Aim of the task:
Find each line in the data below that contains the string "locate" and copy those lines out.

## begin Data

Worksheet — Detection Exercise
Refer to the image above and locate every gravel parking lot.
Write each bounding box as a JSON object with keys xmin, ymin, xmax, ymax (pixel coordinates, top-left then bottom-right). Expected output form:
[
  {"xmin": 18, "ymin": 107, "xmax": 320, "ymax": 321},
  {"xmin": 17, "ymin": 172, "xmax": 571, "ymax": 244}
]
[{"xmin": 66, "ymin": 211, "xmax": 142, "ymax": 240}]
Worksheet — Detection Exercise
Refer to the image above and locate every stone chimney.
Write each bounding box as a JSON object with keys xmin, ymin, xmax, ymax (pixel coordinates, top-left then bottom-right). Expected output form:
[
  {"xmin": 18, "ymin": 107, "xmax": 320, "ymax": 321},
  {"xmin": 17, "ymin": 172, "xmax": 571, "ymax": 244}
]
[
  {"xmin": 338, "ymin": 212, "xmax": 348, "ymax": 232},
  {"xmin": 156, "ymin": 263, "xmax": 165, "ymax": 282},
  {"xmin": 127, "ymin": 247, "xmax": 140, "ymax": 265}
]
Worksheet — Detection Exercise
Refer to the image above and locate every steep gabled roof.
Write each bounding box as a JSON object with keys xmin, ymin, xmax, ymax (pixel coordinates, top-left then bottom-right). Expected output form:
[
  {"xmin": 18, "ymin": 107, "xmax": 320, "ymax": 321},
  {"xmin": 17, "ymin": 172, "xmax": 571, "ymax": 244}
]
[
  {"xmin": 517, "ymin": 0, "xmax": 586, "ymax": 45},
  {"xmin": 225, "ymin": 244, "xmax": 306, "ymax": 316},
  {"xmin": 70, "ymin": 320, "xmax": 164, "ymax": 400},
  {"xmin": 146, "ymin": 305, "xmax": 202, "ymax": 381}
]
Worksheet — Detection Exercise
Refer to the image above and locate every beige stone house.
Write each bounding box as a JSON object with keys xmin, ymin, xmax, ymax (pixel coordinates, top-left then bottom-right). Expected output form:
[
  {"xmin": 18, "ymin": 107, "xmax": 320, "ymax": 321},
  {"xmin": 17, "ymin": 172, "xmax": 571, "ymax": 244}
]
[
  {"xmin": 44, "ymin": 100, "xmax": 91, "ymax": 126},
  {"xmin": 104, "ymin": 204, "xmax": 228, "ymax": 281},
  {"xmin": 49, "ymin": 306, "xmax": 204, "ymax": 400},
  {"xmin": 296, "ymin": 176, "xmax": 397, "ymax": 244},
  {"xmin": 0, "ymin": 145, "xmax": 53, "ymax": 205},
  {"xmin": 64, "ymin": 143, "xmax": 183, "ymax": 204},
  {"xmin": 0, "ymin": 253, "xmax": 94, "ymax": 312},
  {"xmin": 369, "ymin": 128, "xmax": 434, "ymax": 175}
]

## end Data

Response for this exercise:
Refer to the image above and locate every gravel parking lot.
Refer to the image above and locate every stone chimney.
Refer to the image above and locate every steep gabled roof.
Refer to the image above and locate every beige stone house.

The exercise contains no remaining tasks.